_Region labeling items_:
<<<<

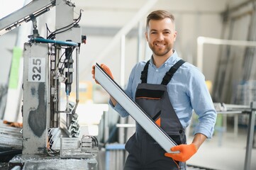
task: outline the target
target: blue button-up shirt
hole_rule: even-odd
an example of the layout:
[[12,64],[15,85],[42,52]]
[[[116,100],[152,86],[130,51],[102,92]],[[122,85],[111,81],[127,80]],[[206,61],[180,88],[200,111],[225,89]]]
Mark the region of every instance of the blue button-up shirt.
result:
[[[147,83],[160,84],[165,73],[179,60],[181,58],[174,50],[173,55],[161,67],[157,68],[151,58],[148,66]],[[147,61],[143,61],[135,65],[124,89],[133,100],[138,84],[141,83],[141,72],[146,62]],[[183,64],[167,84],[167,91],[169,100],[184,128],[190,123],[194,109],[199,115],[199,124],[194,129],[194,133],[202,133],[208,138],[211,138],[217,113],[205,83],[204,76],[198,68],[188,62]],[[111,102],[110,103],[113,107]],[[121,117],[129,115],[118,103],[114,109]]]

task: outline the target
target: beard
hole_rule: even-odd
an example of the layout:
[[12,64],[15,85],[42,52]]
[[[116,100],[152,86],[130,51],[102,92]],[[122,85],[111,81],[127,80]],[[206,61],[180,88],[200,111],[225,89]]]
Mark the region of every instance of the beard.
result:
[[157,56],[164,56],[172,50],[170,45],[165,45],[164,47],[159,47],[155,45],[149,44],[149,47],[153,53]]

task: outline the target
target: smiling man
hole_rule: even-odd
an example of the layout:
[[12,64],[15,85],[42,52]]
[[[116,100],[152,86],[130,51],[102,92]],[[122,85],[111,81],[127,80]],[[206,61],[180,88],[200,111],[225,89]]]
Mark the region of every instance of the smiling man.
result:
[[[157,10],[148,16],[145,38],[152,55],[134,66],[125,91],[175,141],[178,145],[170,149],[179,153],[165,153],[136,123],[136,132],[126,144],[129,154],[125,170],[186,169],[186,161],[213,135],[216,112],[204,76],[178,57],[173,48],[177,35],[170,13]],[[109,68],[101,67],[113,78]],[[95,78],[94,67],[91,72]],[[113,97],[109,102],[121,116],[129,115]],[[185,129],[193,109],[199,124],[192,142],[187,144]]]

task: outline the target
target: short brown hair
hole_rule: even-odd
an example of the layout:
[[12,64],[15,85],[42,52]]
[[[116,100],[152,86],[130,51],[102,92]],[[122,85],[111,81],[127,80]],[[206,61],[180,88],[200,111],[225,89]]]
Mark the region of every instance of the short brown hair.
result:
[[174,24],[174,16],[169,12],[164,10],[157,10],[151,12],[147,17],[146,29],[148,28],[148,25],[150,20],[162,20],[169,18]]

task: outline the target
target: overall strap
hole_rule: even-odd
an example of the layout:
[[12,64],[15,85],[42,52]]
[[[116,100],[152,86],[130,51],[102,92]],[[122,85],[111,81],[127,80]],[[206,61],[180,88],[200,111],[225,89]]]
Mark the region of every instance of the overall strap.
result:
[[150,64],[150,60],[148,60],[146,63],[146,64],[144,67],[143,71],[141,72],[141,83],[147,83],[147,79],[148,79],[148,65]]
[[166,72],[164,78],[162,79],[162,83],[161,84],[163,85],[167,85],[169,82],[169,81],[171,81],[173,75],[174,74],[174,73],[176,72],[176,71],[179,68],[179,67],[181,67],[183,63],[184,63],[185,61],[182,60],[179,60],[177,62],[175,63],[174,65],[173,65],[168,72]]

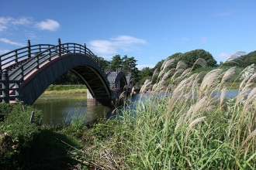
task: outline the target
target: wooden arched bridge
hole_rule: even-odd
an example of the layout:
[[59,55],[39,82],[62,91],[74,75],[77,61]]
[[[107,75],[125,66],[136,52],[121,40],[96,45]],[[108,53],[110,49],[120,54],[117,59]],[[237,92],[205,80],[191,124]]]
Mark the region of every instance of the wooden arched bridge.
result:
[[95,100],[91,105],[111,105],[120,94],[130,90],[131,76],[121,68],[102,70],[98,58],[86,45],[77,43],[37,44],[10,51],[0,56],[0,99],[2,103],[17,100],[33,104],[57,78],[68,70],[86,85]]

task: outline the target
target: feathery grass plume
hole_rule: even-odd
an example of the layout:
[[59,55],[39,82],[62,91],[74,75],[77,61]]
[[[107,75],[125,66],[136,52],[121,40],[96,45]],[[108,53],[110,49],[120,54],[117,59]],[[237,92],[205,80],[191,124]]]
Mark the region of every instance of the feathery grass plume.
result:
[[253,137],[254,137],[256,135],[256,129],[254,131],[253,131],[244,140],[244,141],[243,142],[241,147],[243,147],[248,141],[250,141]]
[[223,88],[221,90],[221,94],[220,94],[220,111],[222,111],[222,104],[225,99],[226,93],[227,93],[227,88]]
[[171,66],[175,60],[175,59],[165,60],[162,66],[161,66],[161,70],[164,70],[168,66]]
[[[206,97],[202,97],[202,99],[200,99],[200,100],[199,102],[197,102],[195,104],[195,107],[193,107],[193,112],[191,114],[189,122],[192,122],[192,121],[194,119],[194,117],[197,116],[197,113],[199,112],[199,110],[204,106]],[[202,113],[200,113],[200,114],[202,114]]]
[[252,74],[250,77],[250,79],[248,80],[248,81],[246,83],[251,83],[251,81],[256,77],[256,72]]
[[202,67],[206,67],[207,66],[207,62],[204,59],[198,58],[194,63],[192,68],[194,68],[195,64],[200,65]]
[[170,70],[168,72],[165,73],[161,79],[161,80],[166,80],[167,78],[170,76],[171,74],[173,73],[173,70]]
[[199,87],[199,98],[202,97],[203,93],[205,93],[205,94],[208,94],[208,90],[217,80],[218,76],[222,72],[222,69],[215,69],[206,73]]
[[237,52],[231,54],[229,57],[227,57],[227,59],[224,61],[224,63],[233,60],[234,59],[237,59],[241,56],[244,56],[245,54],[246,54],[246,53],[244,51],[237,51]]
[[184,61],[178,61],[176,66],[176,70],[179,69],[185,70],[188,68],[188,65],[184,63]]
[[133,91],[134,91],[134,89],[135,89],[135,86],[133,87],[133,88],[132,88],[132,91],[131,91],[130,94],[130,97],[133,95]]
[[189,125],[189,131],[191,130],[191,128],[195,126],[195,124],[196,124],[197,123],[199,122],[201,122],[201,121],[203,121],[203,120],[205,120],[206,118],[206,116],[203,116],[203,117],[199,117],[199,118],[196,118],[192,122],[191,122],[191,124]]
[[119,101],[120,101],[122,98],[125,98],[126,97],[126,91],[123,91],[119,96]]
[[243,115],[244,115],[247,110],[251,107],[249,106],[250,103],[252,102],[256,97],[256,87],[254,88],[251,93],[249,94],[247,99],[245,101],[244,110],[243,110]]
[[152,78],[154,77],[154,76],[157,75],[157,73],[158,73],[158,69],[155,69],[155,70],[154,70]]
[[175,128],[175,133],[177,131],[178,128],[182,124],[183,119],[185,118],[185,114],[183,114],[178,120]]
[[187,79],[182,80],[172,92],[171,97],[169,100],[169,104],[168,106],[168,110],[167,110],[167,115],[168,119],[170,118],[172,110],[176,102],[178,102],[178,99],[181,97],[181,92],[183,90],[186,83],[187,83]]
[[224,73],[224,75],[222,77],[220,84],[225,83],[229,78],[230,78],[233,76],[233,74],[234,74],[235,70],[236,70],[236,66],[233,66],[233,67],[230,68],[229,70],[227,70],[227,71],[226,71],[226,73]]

>>>>

_What is being asked_: Gather every line of the items that contains the string "hair", treating uppercase and lowercase as different, and copy each of those lines.

_Result of this exercise_:
target: short brown hair
Mark the region of every instance of the short brown hair.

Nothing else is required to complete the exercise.